-------- ENTRIES SUPPLIED
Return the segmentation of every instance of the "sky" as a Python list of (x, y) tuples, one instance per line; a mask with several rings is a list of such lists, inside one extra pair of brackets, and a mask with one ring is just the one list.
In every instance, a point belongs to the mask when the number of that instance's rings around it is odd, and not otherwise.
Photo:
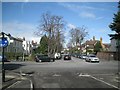
[(103, 43), (110, 43), (108, 34), (114, 32), (109, 25), (118, 11), (117, 5), (117, 2), (2, 2), (2, 30), (14, 37), (39, 42), (40, 37), (34, 32), (38, 31), (41, 15), (49, 11), (65, 20), (66, 43), (70, 29), (82, 26), (89, 34), (85, 40), (95, 36), (97, 40), (102, 37)]

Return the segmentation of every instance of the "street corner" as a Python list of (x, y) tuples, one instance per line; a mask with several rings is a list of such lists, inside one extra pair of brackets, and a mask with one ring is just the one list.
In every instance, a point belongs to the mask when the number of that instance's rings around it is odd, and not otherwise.
[(2, 90), (11, 90), (15, 88), (27, 88), (32, 89), (32, 81), (26, 77), (17, 77), (12, 75), (6, 75), (5, 82), (3, 83)]
[(8, 86), (5, 90), (18, 89), (18, 88), (32, 90), (33, 89), (32, 81), (29, 79), (18, 80), (15, 83)]
[(7, 88), (15, 85), (15, 83), (18, 83), (18, 82), (21, 82), (21, 81), (24, 81), (24, 80), (27, 80), (27, 78), (22, 77), (18, 73), (6, 72), (5, 82), (2, 83), (2, 89), (6, 90)]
----------------
- _WHAT YOU SHOULD DO_
Copy out all lines from the records where the word "inside" appears.

- _TASK ANSWER_
Return the segmentation of every instance of the "sky" as a Python list of (x, y) tuples, one instance per line; a mask with several rings is a list of such lists, inside one extra pair of brackets, and a mask with one ring is just the one list.
Return the segmentation of every instance of the "street corner" as a Python list of (x, y) tuples, one instance per line; a mask with several rings is a list of such lists, inside one extra pair of brackets, and a mask with one ring is just the one list.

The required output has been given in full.